-- Provided text start --

# 12" Commercial Reduction Gearing



## mattygee (Feb 26, 2017)

Has anyone had any luck with a gearing setup on their 12" commercial to achieve a slowest feed rate of .0021?
I was able to do a double reduction gear on my 10F no sweat, but it seems like the banjo on the commercial is a little different and no matter what gear combos I try nothing will fit.   I'm curious if anyone has tried the same thing.


----------



## wa5cab (Feb 26, 2017)

Is your Commercial equipped with a QCGB or is it Change Gear?


----------



## mattygee (Feb 26, 2017)

Underdrive with QC box.


----------



## wa5cab (Feb 26, 2017)

OK.  The same quadrant or banjo was used on all three versions of the 12" QCGB made from 1950 through 1981.  So nothing changed there.  However, the angle or distance between the AB slot and the C and D slots on the QC banjo is a little less than it is on the L3-58M banjo used on the Change Gear models from 1938 through mid 1962.  Unfortunately, I don't have but two extra gears, or three if you count one of the two 48T gears normally on the quadrant.  And none are small enough to be half the size of any of the others.  So I can't experiment.  But the sliding gear obviously needs to remain in the OUT position.  It needs to drive the large gear of a 2:1 Idler.  And the gear driving the gearbox must be an Idler, either driven by the small gear of the compound set, or by another idler driven by the small gear.


----------



## mattygee (Feb 27, 2017)

Yeah, I know what you're saying; I've tried any number of gear combinations to no avail.  What I need to do is see if a 24/96 compound gear driven by the tumbler gear will fit.  I think the larger tumbler gears of the commercial lathe must restrict the room just enough to prevent doing a double reduction gear setup.


----------



## wa5cab (Feb 27, 2017)

OK.  You may be right.  But if I'm reading it right,  look at Table II in a Version 8 MOLO at either 69 or 70 TPI, but with the levers in positions E 9.  If you change the 46T gear on the line for 69 TPI to a 48 and the 48 to a 52, wouldn't that do it?




END


----------



## mattygee (Feb 27, 2017)

I did just find a YT video   



  where the gentleman uses a 64/32 compound gear with a 54 tooth idler.
I have the 64/32 combo which I'll try with a 56 tooth idler since that's what I have on hand.


----------



## roadie33 (Feb 27, 2017)

You only need to purchase one gear to make it work.
Find a 24 tooth gear.
Use the outside 48 tooth gear that runs the QCGB, with the 24 on the inside in compound configuration to run the other 48 tooth gear and you cut the feed in half.


----------



## mattygee (Feb 27, 2017)

Well, I tried the 64/32 compound gear; which to me, as long as the ratio is 2:1, it  shouldn't make any difference as to the tooth count.. Anyway, same deal.  Still getting .0042 per rev on the carriage.  I don't know why this thing is defying me, but I'm stumped.


----------



## roadie33 (Feb 27, 2017)

You set them up as the 32 towards the lathe and 64 to outside, right?
The 64 should contact the outside 48 tooth that runs the QCGB.


----------



## wa5cab (Feb 28, 2017)

-- Provided text end --
-- Extracted material start --

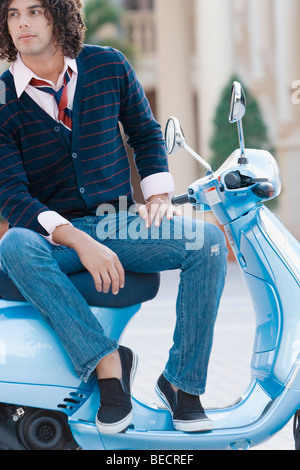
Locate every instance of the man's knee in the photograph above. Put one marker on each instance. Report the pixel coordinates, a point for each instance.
(16, 246)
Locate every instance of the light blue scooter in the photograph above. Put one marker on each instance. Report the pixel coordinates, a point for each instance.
(45, 406)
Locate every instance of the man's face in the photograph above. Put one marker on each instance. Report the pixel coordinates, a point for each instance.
(30, 30)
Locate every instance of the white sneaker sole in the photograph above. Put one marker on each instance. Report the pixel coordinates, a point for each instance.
(197, 425)
(119, 426)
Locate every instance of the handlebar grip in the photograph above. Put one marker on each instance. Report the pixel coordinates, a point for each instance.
(179, 200)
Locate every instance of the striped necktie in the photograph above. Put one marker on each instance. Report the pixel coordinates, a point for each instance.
(61, 97)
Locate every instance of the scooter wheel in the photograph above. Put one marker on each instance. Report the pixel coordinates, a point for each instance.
(44, 430)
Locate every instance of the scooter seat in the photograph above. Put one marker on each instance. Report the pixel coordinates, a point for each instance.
(138, 288)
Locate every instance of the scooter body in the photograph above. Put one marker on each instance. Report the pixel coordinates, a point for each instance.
(36, 373)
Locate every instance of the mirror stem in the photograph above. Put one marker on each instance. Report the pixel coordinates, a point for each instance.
(242, 160)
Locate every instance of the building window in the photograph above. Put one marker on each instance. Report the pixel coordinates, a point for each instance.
(139, 4)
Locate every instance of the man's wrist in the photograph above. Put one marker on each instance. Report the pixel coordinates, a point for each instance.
(165, 197)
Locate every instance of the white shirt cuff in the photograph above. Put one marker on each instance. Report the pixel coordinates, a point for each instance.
(49, 220)
(158, 183)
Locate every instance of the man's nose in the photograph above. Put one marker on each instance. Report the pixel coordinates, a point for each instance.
(24, 21)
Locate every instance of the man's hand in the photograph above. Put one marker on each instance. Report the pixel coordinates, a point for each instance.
(156, 208)
(100, 261)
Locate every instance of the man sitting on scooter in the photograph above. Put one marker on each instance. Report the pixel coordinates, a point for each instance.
(61, 157)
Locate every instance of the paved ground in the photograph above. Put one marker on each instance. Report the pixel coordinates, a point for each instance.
(150, 334)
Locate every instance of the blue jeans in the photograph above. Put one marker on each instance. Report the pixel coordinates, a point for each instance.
(39, 269)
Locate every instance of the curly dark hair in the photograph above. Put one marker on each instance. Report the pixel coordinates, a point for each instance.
(68, 27)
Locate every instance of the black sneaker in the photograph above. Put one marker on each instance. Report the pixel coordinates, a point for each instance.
(115, 411)
(187, 412)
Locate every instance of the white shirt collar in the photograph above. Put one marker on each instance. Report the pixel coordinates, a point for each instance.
(22, 74)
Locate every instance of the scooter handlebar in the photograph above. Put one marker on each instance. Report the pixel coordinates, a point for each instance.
(179, 200)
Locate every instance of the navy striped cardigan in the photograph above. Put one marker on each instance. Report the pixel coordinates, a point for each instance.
(40, 169)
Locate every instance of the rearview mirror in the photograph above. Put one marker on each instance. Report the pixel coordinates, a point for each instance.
(237, 103)
(175, 140)
(236, 113)
(174, 136)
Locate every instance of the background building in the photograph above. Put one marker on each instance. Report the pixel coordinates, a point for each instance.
(187, 52)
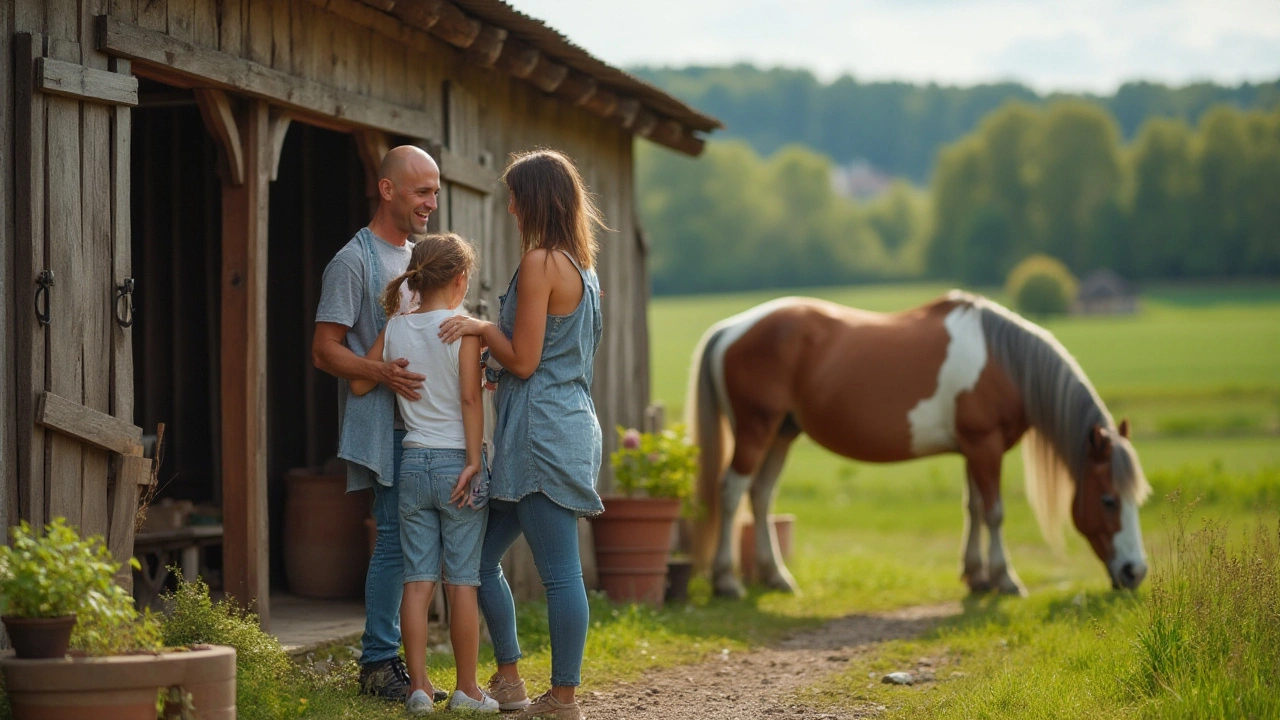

-- Extracted material end --

* _Task details_
Could you write the next part of the forum thread on reduction gearing for the 12" Commercial lathe, starting right after its final line?

* _Output_
Right.  It would seem likely that you are driving from the 32T tumbler gear instead of the 16T.  When you do that, your first 2:1 reduction ratio is lost.  So instead of a 4:1 reduction, you still have only 2:1 over all.


----------



## mattygee (Feb 28, 2017)

Definitely driving off 16 tooth gear of tumbler.  Setup up exactly like the YT video I posted. Like I said, I'm stumped!


----------



## roadie33 (Feb 28, 2017)

Yes, the 32 tooth gear, closest to banjo, should be the one driving the 16 tooth, the 64 tooth should be driving the outside gear that runs the QCGB.
Make sure QCGB is in E and  9

Watch this video and you'll understand better.


----------



## wa5cab (Feb 28, 2017)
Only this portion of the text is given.